* _Work required_
Show every line in the entries below where the word "rough" appears.

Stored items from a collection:
Start of Block

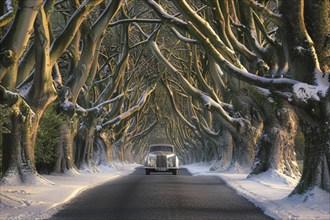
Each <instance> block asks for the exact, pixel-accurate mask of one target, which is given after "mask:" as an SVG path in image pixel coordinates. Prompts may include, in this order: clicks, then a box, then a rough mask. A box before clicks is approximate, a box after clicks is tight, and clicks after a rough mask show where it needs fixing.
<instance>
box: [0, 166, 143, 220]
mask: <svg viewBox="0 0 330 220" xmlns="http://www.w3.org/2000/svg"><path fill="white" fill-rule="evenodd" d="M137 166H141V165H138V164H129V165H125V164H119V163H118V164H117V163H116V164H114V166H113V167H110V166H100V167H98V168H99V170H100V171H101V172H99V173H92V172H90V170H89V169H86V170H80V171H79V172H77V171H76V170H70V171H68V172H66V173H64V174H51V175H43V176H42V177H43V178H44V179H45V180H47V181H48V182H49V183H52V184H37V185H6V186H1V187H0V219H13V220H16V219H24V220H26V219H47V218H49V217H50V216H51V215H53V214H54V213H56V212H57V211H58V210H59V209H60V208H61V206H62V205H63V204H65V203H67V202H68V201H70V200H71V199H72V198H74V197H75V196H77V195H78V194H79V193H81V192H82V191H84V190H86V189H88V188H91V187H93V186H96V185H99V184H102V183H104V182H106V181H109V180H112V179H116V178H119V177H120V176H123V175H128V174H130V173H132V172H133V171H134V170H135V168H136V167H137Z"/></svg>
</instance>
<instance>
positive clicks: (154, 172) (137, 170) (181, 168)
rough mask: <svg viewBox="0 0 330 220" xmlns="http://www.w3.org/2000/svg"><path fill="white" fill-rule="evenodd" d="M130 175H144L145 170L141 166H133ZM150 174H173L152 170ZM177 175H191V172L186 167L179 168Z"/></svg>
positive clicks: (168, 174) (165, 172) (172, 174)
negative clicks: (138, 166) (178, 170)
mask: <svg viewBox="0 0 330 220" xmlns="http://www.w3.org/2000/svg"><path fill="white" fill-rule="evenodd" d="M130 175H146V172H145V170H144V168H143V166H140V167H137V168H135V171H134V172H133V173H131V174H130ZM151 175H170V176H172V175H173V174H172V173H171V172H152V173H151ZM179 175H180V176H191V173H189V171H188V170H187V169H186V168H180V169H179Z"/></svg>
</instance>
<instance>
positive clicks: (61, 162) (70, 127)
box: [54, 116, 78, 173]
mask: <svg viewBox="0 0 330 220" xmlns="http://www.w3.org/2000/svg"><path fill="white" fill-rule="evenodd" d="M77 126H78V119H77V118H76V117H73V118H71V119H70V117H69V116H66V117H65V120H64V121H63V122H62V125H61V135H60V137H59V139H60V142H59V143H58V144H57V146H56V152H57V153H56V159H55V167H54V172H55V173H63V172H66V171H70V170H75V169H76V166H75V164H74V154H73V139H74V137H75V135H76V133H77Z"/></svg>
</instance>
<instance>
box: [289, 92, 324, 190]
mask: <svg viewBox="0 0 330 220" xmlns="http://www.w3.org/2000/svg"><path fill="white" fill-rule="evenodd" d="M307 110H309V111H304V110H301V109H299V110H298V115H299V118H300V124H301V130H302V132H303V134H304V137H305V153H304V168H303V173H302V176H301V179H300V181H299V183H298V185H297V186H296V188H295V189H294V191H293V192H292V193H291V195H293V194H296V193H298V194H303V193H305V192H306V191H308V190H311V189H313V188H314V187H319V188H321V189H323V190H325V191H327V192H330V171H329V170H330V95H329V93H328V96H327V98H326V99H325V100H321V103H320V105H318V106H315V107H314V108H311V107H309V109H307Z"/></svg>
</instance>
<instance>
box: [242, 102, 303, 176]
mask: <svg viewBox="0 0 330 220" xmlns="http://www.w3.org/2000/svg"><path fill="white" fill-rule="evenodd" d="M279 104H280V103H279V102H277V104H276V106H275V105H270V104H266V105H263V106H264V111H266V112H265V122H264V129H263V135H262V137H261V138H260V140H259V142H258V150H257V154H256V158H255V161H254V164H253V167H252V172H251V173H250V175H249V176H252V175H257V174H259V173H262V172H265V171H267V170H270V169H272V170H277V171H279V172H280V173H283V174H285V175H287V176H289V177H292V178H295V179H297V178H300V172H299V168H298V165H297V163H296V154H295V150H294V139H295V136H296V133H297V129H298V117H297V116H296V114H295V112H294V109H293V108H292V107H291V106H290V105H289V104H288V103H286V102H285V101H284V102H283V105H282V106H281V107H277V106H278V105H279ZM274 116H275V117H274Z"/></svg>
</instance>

End of Block

* _Exercise output_
Each <instance> block asks for the exact, pixel-accurate mask of one target, which is given after "mask:" as an SVG path in image pixel coordinates. Prompts may include, in this order: clicks, then a box, then a rough mask. A box before clicks is approximate, a box after clicks is tight, and clicks after a rough mask show where it needs fixing.
rough mask: <svg viewBox="0 0 330 220" xmlns="http://www.w3.org/2000/svg"><path fill="white" fill-rule="evenodd" d="M130 175H144L145 170L141 166H133ZM150 174H173L152 170ZM177 175H191V172L186 167L179 168Z"/></svg>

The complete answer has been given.